• Challenge a: Count the lines in the listing below that contain the string "pink", and give only that number.

Marker was knocked down in December 2011

GREENWOOD – Officials working with the Mississippi Development Authority (MDA) hope to meet with representatives of a local church to discuss moving the blues trail marker honoring Robert Johnson after it was knocked down in December.

The damaged marker, located on Money Road, just north of Greenwood, was discovered by local attorney Floyd Melton III. Melton said he found the broken marker lying on the ground on Dec. 24, 2011.

Allan Hammons, president of Hammons & Associates, an advertising firm in Greenwood contracted by the MDA to design and install the marker, said the marker was broken off at the base and may not be the work of vandals.

“It’s not possible to tell if the marker was the target of vandals or if the damage was the result of an accident,” Hammons said. “The broken marker tablet was found lying on the ground near the post, which causes me to believe that it may have been accidentally struck by an oversize piece of farm equipment.”

Hammons said the marker is located on the “county road right-of-way.”

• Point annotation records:
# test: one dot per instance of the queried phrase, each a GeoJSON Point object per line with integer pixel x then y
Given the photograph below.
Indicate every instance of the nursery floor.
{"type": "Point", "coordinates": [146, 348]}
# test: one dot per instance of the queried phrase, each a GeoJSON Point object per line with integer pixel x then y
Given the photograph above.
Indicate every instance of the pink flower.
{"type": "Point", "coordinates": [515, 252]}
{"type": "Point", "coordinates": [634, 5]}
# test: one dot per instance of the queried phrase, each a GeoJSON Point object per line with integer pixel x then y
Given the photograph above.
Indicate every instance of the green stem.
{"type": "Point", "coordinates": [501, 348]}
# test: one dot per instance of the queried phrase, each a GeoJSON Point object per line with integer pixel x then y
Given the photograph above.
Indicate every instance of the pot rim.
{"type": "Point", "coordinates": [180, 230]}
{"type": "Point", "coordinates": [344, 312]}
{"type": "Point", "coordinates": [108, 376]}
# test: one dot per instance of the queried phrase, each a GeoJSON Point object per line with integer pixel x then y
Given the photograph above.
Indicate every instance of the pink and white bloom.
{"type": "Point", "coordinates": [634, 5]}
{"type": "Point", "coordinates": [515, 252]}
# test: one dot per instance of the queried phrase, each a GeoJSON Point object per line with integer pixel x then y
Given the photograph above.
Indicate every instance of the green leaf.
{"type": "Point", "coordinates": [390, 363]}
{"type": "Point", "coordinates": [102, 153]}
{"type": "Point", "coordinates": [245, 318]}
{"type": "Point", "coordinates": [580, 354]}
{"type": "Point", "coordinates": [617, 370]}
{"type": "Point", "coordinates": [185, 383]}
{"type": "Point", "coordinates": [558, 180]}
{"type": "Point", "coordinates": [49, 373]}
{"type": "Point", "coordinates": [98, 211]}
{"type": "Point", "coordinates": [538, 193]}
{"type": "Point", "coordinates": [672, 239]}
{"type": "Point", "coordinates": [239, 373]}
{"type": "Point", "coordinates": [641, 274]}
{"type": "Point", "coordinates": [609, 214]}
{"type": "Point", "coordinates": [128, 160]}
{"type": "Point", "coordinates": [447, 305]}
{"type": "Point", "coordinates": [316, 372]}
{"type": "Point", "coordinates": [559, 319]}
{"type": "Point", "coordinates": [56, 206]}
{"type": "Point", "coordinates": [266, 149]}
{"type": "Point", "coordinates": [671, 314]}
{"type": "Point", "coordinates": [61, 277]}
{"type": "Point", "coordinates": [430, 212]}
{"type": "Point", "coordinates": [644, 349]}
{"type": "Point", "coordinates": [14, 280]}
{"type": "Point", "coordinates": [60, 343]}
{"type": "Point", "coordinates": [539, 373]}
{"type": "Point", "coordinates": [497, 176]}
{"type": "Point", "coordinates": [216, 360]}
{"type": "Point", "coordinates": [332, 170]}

• Challenge b: In the marker article above, condense the paragraph beginning "Allan Hammons, president of" into one shorter sentence.

• Finished answer a: 2

• Finished answer b: Allan Hammons, president of Greenwood ad firm Hammons & Associates, which the MDA hired to design and install the marker, said it broke off at the base and may not have been vandalized.